> [Work request]: In the data that follows, find each line containing "panel" and copy it.

> [Input data]:
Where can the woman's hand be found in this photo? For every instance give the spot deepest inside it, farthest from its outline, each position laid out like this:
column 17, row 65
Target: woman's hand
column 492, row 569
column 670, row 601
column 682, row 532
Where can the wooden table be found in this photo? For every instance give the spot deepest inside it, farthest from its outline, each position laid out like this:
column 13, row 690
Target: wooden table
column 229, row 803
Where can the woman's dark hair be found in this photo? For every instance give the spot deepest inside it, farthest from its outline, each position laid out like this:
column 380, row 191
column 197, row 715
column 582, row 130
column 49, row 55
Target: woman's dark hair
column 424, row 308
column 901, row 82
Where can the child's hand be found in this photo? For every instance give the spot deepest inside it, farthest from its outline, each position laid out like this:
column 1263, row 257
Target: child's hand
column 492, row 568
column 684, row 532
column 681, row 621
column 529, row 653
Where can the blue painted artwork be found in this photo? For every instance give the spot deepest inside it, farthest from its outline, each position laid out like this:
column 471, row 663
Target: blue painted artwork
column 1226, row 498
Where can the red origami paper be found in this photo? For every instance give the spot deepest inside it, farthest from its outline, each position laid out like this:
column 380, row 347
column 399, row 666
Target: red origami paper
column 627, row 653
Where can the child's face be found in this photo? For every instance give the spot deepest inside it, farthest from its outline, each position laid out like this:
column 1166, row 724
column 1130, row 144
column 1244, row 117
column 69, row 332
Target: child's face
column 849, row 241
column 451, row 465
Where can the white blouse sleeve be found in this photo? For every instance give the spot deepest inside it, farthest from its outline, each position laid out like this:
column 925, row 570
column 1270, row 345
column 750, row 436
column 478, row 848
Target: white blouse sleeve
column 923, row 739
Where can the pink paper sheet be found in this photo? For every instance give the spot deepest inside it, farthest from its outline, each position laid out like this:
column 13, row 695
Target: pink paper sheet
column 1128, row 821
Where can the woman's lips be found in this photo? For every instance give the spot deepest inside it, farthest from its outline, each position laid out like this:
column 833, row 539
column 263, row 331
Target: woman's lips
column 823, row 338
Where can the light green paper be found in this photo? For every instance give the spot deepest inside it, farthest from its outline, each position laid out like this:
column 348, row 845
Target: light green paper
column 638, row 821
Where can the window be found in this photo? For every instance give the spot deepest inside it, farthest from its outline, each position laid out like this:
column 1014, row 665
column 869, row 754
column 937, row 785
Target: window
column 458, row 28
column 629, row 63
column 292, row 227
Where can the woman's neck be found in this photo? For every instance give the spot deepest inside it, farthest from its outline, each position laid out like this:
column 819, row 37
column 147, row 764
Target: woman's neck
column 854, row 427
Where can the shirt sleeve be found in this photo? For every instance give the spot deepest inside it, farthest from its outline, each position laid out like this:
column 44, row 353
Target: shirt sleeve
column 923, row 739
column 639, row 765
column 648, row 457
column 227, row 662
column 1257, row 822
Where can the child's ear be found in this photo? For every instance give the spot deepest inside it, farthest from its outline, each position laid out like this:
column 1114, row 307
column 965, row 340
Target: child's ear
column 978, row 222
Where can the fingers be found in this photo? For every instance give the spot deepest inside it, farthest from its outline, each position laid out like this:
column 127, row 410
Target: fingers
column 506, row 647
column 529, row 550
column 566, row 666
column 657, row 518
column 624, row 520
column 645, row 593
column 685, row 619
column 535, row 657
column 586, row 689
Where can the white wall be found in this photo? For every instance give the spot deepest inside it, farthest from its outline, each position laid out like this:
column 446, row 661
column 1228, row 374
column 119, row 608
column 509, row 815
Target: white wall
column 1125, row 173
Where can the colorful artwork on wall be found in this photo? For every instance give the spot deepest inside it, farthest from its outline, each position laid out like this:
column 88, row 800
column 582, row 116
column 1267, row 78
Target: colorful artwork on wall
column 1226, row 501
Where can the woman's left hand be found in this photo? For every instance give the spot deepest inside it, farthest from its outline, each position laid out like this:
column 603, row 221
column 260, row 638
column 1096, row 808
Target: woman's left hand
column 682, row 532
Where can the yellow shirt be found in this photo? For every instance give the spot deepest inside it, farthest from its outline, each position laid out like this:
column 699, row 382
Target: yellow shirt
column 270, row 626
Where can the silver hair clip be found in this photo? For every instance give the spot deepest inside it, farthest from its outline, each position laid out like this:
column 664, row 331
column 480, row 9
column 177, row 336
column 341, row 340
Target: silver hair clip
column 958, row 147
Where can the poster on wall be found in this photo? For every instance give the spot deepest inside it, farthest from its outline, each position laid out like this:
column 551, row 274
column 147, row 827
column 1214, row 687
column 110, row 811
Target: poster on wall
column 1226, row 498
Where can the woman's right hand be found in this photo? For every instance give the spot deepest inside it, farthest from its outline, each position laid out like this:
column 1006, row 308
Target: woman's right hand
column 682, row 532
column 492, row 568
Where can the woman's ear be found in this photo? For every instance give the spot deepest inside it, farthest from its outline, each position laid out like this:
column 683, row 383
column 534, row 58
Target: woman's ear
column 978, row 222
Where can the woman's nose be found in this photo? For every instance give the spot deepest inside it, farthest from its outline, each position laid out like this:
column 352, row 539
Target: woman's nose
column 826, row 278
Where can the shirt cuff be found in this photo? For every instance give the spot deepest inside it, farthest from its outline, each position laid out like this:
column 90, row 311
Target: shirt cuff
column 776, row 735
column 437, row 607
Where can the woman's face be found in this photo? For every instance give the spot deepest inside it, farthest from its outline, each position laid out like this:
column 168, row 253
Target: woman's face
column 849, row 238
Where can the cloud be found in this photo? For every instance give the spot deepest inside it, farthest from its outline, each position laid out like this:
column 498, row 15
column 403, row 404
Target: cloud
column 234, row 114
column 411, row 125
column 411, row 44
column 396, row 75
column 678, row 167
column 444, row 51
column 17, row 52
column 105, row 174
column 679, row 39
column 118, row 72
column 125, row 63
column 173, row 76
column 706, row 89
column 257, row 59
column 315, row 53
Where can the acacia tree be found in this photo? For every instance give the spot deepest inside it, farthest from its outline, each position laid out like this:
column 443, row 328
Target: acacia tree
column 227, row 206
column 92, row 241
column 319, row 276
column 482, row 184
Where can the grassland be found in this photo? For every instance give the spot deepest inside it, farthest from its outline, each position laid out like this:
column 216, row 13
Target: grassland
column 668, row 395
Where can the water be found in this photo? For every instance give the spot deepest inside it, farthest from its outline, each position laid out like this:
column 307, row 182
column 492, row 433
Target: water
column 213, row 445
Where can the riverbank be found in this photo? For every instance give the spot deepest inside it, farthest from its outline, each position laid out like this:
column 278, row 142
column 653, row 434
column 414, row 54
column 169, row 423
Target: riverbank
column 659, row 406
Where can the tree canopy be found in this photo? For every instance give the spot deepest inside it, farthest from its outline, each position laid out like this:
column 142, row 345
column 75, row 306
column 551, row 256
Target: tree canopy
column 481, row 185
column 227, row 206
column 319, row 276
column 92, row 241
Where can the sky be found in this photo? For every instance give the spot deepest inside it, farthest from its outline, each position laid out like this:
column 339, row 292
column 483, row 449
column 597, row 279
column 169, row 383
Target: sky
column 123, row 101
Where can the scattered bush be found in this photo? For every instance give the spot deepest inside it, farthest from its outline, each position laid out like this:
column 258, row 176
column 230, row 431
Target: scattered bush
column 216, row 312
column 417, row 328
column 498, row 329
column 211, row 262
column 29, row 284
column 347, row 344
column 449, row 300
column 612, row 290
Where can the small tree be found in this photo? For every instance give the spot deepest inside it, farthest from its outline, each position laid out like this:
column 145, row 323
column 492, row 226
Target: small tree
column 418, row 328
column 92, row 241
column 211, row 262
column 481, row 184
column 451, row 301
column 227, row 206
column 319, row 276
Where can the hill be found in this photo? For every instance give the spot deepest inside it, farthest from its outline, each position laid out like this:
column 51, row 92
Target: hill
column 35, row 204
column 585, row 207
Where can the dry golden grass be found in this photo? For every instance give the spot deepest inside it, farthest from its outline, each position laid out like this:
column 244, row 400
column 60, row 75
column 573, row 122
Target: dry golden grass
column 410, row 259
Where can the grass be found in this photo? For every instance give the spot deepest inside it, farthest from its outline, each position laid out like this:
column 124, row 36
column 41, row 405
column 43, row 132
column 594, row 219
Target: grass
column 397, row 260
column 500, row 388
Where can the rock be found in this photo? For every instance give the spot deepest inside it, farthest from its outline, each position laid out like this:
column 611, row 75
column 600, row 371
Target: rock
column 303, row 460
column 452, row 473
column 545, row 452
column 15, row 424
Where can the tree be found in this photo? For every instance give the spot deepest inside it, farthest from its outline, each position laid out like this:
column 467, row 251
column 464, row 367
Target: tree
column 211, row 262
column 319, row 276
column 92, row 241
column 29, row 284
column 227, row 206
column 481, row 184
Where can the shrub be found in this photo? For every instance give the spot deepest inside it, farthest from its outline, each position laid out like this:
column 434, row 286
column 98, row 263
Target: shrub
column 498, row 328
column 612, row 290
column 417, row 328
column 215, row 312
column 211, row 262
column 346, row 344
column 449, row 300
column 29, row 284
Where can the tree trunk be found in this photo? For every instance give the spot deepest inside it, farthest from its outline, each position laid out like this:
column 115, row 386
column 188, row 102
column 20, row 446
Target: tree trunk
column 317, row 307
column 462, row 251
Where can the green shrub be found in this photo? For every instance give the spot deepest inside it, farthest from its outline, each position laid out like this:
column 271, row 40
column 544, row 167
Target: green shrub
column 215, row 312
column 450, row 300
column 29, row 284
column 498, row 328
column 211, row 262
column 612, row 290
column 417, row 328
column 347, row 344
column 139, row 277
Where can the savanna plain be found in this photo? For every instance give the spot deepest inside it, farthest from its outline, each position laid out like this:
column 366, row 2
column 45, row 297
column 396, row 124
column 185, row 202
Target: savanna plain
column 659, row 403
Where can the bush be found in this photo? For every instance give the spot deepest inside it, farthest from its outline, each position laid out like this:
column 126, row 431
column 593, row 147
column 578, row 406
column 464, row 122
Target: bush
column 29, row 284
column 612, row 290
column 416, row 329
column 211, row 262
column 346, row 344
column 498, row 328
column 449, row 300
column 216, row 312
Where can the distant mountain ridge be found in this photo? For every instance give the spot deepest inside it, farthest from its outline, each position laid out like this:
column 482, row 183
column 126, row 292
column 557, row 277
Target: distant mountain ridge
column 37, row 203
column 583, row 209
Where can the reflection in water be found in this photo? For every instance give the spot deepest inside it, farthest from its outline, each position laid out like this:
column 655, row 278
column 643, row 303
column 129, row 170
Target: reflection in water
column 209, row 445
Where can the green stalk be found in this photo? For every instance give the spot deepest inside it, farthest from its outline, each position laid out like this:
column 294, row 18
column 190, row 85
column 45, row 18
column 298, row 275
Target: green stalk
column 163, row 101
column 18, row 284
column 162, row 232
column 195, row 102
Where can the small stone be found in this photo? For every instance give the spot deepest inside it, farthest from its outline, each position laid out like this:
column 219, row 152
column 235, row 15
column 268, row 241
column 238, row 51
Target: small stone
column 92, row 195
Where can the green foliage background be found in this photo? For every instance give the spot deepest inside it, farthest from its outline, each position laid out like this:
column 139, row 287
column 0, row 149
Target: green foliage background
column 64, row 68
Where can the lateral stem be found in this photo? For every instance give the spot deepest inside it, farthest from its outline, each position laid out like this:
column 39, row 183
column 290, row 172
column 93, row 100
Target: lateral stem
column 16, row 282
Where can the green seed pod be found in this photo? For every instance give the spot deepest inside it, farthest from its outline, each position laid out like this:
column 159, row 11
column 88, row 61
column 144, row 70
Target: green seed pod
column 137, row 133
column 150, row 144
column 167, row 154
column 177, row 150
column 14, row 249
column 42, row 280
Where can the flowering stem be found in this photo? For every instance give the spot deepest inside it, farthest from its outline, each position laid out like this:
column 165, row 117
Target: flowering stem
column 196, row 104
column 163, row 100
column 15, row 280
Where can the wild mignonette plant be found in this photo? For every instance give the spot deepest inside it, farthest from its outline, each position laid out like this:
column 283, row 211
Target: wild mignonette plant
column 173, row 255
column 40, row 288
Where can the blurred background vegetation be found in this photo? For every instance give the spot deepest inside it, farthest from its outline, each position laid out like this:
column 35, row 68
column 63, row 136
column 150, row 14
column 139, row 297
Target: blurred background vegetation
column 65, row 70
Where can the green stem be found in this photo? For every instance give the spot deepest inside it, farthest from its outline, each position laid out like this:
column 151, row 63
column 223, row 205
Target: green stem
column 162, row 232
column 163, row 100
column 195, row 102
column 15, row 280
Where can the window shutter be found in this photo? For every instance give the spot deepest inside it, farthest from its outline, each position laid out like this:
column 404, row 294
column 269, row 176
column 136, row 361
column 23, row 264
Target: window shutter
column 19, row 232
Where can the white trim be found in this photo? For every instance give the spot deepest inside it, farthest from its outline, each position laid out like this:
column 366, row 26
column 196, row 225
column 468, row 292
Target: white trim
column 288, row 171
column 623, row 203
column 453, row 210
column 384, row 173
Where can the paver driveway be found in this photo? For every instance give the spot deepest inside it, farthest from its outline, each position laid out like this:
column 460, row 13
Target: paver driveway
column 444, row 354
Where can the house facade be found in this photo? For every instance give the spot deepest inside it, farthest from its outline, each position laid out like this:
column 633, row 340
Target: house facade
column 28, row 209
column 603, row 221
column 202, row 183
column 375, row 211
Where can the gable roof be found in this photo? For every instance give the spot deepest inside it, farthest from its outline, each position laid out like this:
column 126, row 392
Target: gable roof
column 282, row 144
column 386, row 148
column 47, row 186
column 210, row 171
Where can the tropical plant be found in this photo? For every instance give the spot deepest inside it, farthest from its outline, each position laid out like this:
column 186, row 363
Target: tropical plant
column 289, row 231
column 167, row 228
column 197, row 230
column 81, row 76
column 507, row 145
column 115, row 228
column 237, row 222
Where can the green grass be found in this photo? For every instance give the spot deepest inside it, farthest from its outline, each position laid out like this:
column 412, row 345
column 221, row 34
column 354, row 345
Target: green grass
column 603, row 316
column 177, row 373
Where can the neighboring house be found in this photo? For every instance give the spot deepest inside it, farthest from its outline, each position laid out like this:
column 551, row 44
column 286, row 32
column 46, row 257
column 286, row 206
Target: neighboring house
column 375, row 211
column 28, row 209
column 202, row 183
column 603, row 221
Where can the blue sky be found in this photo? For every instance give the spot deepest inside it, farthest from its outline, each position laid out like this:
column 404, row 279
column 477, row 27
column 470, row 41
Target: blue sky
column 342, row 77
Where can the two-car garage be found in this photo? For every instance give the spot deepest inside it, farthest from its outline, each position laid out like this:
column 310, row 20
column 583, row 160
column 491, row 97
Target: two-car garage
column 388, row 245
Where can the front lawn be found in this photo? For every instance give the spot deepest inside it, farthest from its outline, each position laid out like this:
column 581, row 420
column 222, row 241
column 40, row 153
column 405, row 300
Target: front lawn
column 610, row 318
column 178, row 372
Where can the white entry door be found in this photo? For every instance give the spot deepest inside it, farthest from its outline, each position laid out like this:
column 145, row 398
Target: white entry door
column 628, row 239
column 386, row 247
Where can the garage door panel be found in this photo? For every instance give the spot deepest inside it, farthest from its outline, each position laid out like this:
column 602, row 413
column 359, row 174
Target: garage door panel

> [Solution for this problem]:
Where can the garage door panel be found in this photo? For every instance give the spot deepest inside it, farthest from its outline, each position laid out like this:
Target: garage door panel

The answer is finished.